From the listing below, select every line where the word "looks" appears.

*** Opening DATA TO USE ***

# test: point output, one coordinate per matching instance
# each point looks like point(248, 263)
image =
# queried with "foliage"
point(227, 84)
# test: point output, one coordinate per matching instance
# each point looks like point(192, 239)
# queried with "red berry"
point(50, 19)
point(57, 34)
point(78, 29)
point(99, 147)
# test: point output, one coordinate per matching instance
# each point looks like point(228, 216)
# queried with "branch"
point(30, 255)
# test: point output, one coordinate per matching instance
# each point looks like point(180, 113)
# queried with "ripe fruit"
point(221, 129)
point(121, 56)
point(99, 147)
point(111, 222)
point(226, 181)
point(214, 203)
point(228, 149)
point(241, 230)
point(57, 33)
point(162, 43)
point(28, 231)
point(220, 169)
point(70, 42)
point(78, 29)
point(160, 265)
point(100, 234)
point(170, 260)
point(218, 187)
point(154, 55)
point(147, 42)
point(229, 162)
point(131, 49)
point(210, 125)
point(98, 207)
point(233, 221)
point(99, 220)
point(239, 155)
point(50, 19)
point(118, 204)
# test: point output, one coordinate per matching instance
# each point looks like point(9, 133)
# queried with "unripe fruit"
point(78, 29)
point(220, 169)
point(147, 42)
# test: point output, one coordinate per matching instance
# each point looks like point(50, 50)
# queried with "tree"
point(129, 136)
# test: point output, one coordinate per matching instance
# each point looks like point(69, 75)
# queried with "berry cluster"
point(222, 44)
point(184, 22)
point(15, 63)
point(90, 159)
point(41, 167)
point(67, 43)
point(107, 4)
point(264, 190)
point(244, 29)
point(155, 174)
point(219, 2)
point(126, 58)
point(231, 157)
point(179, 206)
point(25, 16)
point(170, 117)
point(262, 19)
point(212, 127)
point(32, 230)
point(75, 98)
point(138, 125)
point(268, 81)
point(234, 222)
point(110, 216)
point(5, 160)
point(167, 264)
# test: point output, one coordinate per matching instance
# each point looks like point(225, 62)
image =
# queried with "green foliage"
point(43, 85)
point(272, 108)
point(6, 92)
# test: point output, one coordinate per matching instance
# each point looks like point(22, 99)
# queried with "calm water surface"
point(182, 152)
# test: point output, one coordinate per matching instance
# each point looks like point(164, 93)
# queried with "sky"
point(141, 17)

*** Closing DATA TO USE ***

#### [THE ANSWER]
# each point looks like point(248, 263)
# each point looks like point(192, 239)
# each point looks like point(228, 216)
# each point looks like point(180, 113)
# each point looks like point(9, 133)
# each point looks like point(50, 50)
# each point looks like point(69, 75)
# each point looks like point(225, 62)
# each point looks like point(22, 99)
# each point looks like point(164, 93)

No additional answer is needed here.